• Tarefas e exercícios:
1. Selecione, entre as linhas apresentadas abaixo, todas as que contêm a palavra "jacket" e copie-as integralmente, observando a distinção entre maiúsculas e minúsculas.
2. Estenda a reportagem sobre a relação da Odebrecht com Hugo Chávez na Venezuela, começando logo após a última frase apresentada.

• Texto de referência:
##############################
ODEBRECHT NA VENEZUELA: COMEÇO COM CHÁVEZ

GUILHERME AMADO

31/07/2017

 

 

Proximidade de executivo com ‘el comandante’ criou relações políticas que levaram a financiamento ilegal de campanhas

 

 Era uma hora da manhã de uma noite de meados de 2006 quando tocou o telefone da casa em Caracas de Euzenando Prazeres de Azevedo, o diretor da Odebrecht para Venezuela. Do outro lado da linha, estava o ajudante de ordens de Hugo Chávez: el comandante queria que Azevedo fosse imediatamente ao Palácio Miraflores para uma conversa. Ao chegar lá, soube que não era nada urgente. Chávez só queria ouvi-lo sobre um projeto de casas populares. As convocações da madrugada se repetiriam em outras dez ocasiões, sempre sem urgência. A cada encontro, os dois teciam uma amizade que tornaria a operação na Venezuela uma das mais lucrativas da Odebrecht no mundo. Mas não só. A delação de Azevedo, ainda sob sigilo e obtida pelo GLOBO, revela que, ao se tornar amigo do chefe supremo da Venezuela por 14 anos, o executivo também passou a tecer uma poderosa rede de relações políticas, que financiou sem preconceito, mas sempre ilegalmente, figuras de peso da política venezuelana, de Nicolás Maduro a Henrique Capriles, passando por outros dez candidatos, nas eleições de 2006, 2008, 2012 e 2013.
##############################
Trechos de dados de caixas delimitadoras:
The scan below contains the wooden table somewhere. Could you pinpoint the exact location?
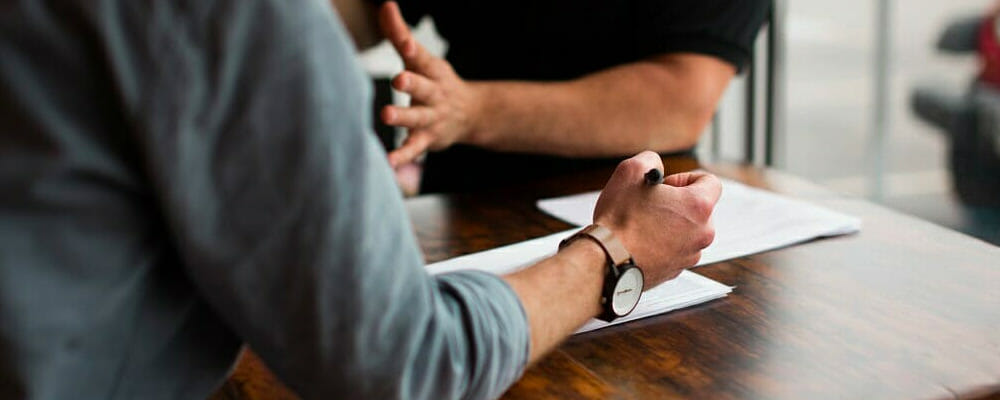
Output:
[213,158,1000,399]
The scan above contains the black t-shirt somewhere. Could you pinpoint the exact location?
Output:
[386,0,771,192]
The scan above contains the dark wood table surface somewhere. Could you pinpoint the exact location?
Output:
[213,157,1000,399]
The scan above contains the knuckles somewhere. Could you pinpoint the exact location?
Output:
[684,194,715,222]
[695,224,715,249]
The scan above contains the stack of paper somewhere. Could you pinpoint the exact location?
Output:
[427,180,861,333]
[538,179,861,265]
[427,229,732,333]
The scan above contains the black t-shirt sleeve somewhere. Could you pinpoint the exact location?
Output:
[366,0,428,26]
[632,0,771,69]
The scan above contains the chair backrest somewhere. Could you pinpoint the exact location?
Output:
[711,0,785,166]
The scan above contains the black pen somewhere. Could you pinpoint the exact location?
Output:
[645,168,663,186]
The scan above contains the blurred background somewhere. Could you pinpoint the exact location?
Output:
[362,0,1000,245]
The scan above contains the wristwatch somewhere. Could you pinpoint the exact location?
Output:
[559,224,643,322]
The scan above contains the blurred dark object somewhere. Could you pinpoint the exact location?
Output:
[911,13,1000,207]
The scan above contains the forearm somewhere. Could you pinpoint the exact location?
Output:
[465,55,735,157]
[504,240,606,363]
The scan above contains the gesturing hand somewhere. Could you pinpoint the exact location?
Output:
[594,151,722,289]
[379,1,479,167]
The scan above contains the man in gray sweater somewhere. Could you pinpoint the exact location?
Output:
[0,0,720,399]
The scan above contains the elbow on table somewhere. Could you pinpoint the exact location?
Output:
[648,102,715,153]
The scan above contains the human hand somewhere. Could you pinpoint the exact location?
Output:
[379,1,480,167]
[594,151,722,290]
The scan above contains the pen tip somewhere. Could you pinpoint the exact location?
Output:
[646,168,663,185]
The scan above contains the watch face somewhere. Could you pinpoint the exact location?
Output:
[611,267,642,317]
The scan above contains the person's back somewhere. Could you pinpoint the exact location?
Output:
[0,0,240,399]
[0,0,721,399]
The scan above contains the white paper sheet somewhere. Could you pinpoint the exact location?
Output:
[427,229,732,333]
[538,179,861,265]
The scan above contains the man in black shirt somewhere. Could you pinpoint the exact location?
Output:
[340,0,770,192]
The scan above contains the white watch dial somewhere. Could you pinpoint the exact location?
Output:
[611,268,642,316]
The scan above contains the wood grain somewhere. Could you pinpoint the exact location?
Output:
[207,158,1000,399]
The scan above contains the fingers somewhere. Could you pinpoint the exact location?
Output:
[389,131,434,168]
[378,1,436,74]
[392,71,439,103]
[382,106,437,129]
[615,151,663,184]
[663,171,722,206]
[378,1,411,47]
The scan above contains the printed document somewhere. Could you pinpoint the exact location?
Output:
[538,179,861,265]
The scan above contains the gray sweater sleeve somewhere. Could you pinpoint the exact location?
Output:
[101,0,528,399]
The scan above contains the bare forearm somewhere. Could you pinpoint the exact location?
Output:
[466,55,735,157]
[504,240,606,362]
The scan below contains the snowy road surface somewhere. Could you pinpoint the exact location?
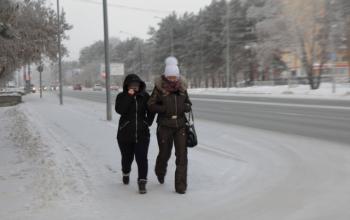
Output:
[0,95,350,220]
[65,90,350,144]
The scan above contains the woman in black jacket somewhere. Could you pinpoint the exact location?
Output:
[115,74,154,194]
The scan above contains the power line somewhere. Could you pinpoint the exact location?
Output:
[74,0,172,14]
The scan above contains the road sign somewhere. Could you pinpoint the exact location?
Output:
[100,63,124,76]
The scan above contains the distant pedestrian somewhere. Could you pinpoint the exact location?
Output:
[115,74,154,194]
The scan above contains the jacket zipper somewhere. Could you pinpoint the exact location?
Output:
[119,121,130,131]
[135,96,138,143]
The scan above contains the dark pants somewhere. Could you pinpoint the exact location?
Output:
[155,126,188,190]
[118,140,149,180]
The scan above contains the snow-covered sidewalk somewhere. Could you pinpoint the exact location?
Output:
[0,94,350,220]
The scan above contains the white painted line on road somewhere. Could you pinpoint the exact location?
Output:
[191,98,350,111]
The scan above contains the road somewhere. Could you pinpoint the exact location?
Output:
[65,90,350,144]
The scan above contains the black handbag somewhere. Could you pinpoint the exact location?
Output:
[186,110,198,148]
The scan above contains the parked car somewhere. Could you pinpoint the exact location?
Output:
[92,84,102,91]
[73,84,83,91]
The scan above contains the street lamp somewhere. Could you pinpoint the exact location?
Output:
[103,0,112,121]
[226,1,231,90]
[37,62,44,98]
[57,0,63,105]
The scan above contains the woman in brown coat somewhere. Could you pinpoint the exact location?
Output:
[148,57,192,194]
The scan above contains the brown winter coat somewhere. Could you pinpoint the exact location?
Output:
[148,77,192,128]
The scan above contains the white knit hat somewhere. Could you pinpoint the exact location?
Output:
[164,56,180,78]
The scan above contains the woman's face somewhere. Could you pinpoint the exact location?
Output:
[128,82,140,92]
[166,76,179,82]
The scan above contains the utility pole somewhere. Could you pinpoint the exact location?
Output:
[170,25,174,56]
[57,0,63,105]
[37,62,44,98]
[226,1,231,90]
[103,0,112,121]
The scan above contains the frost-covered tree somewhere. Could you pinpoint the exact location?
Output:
[0,0,71,81]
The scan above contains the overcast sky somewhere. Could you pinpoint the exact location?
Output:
[48,0,211,60]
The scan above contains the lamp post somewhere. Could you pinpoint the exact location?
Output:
[37,62,44,98]
[103,0,112,121]
[226,1,231,90]
[57,0,63,105]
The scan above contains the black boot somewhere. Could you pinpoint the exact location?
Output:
[123,173,130,185]
[138,179,147,194]
[175,189,186,194]
[157,176,164,184]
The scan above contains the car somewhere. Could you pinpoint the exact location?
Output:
[73,84,83,91]
[92,84,102,91]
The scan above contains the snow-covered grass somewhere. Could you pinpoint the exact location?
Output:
[0,94,350,220]
[189,83,350,99]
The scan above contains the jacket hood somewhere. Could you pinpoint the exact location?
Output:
[123,74,146,92]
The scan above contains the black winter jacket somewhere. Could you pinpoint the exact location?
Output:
[115,74,155,143]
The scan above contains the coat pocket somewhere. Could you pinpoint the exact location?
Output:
[119,121,130,131]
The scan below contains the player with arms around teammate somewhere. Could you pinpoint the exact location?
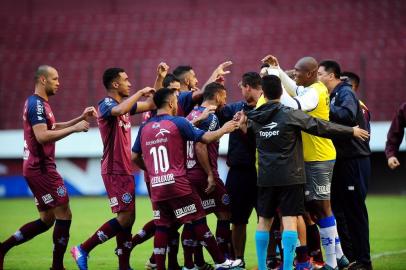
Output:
[0,65,96,270]
[132,88,241,270]
[182,82,231,269]
[241,75,368,270]
[71,68,155,270]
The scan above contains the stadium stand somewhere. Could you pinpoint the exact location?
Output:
[0,0,406,129]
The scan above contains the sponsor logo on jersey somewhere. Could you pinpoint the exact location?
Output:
[121,192,133,204]
[42,194,54,204]
[110,197,118,207]
[145,137,168,145]
[259,122,279,138]
[155,128,170,138]
[221,194,230,205]
[56,186,66,197]
[174,204,197,218]
[202,199,216,210]
[151,173,175,187]
[118,120,131,129]
[152,210,161,219]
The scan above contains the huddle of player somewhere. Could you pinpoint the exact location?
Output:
[0,55,370,270]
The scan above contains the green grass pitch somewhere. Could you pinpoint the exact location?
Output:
[0,196,406,270]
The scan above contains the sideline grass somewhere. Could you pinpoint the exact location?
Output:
[0,196,406,270]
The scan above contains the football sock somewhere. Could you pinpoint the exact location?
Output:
[334,219,344,259]
[154,226,168,270]
[306,224,323,262]
[52,219,72,269]
[1,219,52,254]
[181,223,194,269]
[116,227,132,270]
[132,220,155,248]
[168,225,181,269]
[216,220,231,258]
[318,216,337,268]
[193,218,226,264]
[282,231,298,269]
[80,218,122,253]
[255,230,269,270]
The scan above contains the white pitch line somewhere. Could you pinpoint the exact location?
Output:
[371,249,406,259]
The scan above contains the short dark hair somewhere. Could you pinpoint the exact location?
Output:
[103,68,125,89]
[341,71,361,86]
[203,82,226,100]
[173,66,193,81]
[153,88,176,109]
[262,75,283,99]
[241,71,262,89]
[319,60,341,79]
[162,73,180,88]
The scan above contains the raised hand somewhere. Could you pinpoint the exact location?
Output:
[138,87,155,97]
[388,157,400,170]
[80,106,97,121]
[73,120,90,132]
[352,126,369,141]
[261,54,279,67]
[156,62,169,78]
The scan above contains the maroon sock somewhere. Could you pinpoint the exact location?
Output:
[132,220,155,248]
[116,227,132,270]
[181,223,194,269]
[216,220,231,258]
[193,244,206,266]
[52,219,72,270]
[296,246,309,263]
[154,226,168,270]
[1,219,52,254]
[306,224,323,262]
[80,218,122,253]
[168,226,179,270]
[193,218,225,264]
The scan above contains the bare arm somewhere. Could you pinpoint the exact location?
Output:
[201,120,239,144]
[131,152,147,171]
[154,62,169,90]
[32,120,89,144]
[55,106,97,130]
[111,87,155,116]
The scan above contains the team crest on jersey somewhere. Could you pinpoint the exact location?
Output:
[221,194,230,205]
[155,128,170,138]
[121,192,133,204]
[56,186,66,197]
[42,194,54,204]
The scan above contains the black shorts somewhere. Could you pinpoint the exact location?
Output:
[257,184,304,218]
[226,166,257,224]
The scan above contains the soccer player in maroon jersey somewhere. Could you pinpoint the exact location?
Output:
[0,65,96,270]
[71,68,155,270]
[182,82,231,269]
[132,88,241,270]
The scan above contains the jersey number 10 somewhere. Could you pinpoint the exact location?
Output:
[149,145,169,174]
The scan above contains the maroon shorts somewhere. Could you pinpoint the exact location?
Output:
[152,192,206,227]
[188,178,231,214]
[102,174,135,213]
[24,172,69,211]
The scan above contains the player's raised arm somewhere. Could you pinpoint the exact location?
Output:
[154,62,169,89]
[55,106,97,130]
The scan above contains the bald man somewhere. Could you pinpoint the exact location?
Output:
[262,55,349,269]
[0,65,96,270]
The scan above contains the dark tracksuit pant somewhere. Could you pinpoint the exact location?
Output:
[331,157,371,264]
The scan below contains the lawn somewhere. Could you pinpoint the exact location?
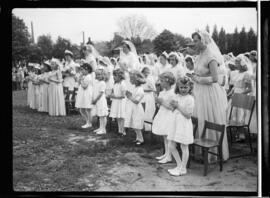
##############################
• Respostas dos exercícios:
1.
The scan above contains the woman in black jacket somewhere. Could you pinpoint the exact location?
The scan above contains the jacket zipper somewhere. Could you pinpoint the exact location?
The scan above contains the jacket hood somewhere. Could you pinpoint the exact location?
The scan above contains the black winter jacket somewhere. Could you pinpoint the exact location?

2.
Os termos da delação de Azevedo são bombásticos para a política venezuelana. Conforme revelou ontem a coluna de Lauro Jardim, Maduro é acusado de ter recebido US$ 35 milhões nas eleições de 2013. Ao procurar Azevedo, Américo Mata, seu coordenador de campanha, havia pedido ainda mais, US$ 50 milhões. Seu principal opositor até hoje, Capriles, também foi beneficiado. Em 2013, recebeu Azevedo em sua casa e obteve doação de US$ 15 milhões. Mas com nenhum dos dois Azevedo manteve a próxima relação que tinha com Chávez.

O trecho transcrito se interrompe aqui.